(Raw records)
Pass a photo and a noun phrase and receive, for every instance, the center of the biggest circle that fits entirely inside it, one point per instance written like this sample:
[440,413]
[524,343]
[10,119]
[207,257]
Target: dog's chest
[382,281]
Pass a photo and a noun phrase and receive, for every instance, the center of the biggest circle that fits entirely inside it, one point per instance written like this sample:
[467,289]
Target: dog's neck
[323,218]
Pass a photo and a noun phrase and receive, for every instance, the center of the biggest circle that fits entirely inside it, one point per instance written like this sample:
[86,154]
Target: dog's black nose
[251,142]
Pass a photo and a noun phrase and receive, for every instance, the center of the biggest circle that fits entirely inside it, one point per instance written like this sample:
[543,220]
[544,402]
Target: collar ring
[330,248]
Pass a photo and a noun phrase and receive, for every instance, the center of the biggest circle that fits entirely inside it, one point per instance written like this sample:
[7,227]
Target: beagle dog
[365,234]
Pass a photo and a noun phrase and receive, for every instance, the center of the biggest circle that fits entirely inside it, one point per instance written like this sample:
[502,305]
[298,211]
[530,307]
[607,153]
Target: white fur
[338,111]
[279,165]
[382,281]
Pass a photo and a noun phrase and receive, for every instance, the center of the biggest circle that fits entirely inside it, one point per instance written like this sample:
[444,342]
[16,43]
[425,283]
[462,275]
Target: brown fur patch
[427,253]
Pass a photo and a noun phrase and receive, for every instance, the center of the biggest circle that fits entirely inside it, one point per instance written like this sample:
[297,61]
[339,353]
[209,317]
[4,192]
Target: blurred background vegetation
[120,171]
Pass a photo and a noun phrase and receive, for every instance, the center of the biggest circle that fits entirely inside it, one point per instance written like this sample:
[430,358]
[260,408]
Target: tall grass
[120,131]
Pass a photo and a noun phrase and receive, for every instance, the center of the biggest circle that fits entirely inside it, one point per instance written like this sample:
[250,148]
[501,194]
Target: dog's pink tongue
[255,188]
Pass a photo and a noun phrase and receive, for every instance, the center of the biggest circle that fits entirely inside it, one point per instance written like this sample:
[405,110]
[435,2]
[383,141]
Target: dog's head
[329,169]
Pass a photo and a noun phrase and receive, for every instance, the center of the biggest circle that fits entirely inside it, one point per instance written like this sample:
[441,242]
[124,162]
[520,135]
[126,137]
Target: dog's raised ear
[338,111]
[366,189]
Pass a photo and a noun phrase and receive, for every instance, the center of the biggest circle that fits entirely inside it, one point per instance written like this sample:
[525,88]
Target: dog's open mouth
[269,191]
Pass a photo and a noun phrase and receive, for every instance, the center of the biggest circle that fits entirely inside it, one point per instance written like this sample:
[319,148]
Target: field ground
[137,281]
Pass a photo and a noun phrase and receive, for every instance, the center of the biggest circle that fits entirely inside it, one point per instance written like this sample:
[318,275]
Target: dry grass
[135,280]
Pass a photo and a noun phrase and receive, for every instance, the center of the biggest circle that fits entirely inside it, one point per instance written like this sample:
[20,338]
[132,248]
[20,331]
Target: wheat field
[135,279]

» Exercise directions
Please repeat the listing exactly, with nothing left out.

» Finished answer
Pass a photo and a noun phrase and receive, for every instance, the center of the biggest circle that fits entirely inside it, one point per instance written like this sample:
[440,413]
[524,343]
[10,119]
[207,257]
Target: dog's chest
[382,281]
Pass a photo and a noun phrase and receive, for every instance, the center of the biggest circle that fits entirely inside it, one point per instance written like this sample:
[467,289]
Target: dog's neck
[323,218]
Pass a photo and a noun phrase and receive, for every instance, the center of the biggest circle that fits entirely inside it, one point per instance written like this sample:
[86,154]
Target: dog's black nose
[251,142]
Pass a photo and a noun phrase and receive, for every instance, the center of the biggest circle that fits entirely inside it, one point per instance written like this sample:
[543,220]
[544,402]
Target: collar ring
[330,248]
Pass a photo and a noun phrase and receive, for every instance, the center of the biggest circle that fits entirely inside it, one point per instance written like this sample:
[7,227]
Target: beagle dog
[365,234]
Pass a photo and a noun phrase and receive, for every instance, the center of the biggest circle that fits entirely inside it, one point per instance written like this sample:
[502,305]
[298,211]
[530,307]
[607,153]
Target: white fur
[338,111]
[279,165]
[382,281]
Pass a photo and a noun phrase and receive, for every instance, the center of the biggest circle that fits entirely inside it, one point per instance written like this sample:
[444,342]
[16,43]
[425,283]
[462,275]
Target: brown fur patch
[427,253]
Pass a photo and a noun phrase and receive, for every instance, the center of the biggest circle that fits entirely inside it, one point per instance written like this sample:
[297,61]
[339,353]
[209,317]
[4,192]
Target: blurred background vegetation
[120,171]
Pass a photo and a noun phrase and receive, for every instance, the center of the biggest circle that fits entirely inside it, one point per instance written like this sample:
[430,358]
[260,408]
Target: tall grass
[120,131]
Pass a photo and a noun phrase and receive, for every instance, the center of the biggest circle that fits entirely inside it, one point per instance written like this sample:
[250,148]
[501,194]
Target: dog's pink tongue
[255,188]
Pass a photo and a noun phrase and receive, for every instance, the center of the biggest circle that fits entirely inside it, one point per instance written like this sample:
[405,110]
[435,2]
[383,141]
Target: dog's head
[329,169]
Pass a photo and a noun phrase and receive, for every instance, the center of the biggest circle that fits entirely inside it, one point per instance written like this sample:
[441,242]
[124,162]
[520,135]
[126,137]
Target: dog's raised ear
[338,111]
[366,189]
Pass a photo and a noun phrase and receive, for every instance, the center of the biggest circle that fits entirely inside it, one point per instance written like this sample:
[525,88]
Target: dog's open mouth
[269,191]
Pass a photo and a noun phrase and receive, for every instance, the center of the biggest circle that fits entirely inside it, one point per instance written like this sample:
[319,148]
Target: field ground
[137,281]
Pass a photo and a noun phrase and receive, for every instance, the center of the biggest circle that fits entirely inside it, one point per instance written like this sample:
[318,275]
Target: dry grass
[135,280]
Pass a photo and a noun phrase and receive, for every instance, the center of the biggest circle that fits entirely inside it, one point per instance written like this sample:
[20,338]
[132,248]
[20,331]
Target: wheat field
[135,279]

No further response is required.